Is Relationship Friction Causing Operational Friction in Your Organization?
While answering email on Outlook, I got a popup asking if I wanted to proceed with archiving my old emails. I hit “Yes” with some reservation. Previously when I opted for this while trying to work, it slowed my use of Outlook down to a crawl and significantly reduced the speed of other programs, which caused my productivity to slow down as well.
It reminded me of other times when I needed to search for a document and the Indexing option in Windows had stopped—yet again—and I would wait, teeth grinding, while Windows fixed the problem and proceeded with the laborious chore of re-indexing files.
These examples of technology problems interfering with my productivity reminded me of an analogous bottleneck found in many—if not most—organizations and teams.
Rather than “technology issues” getting in the way of people working effectively, it’s “people issues” that so often prevent organizations from operating as effectively or nimbly as leadership would like.
Whether it’s getting software out the door by the launch date, implementing a new strategic initiative, or simply running the organization efficiently with the least amount of oversight and drama, it’s often people not communicating effectively and not working together smoothly that gums up the works.

Supplied information |

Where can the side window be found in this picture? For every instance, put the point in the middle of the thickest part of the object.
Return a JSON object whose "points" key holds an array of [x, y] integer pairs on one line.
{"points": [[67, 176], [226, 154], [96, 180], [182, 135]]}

Work instructions | Reproduce everything in the article on relationship friction from "These examples of" down to "leadership would like.", word for word. Rely only on the article on relationship friction.

Task response |
These examples of technology problems interfering with my productivity reminded me of an analogous bottleneck found in many—if not most—organizations and teams.
Rather than “technology issues” getting in the way of people working effectively, it’s “people issues” that so often prevent organizations from operating as effectively or nimbly as leadership would like.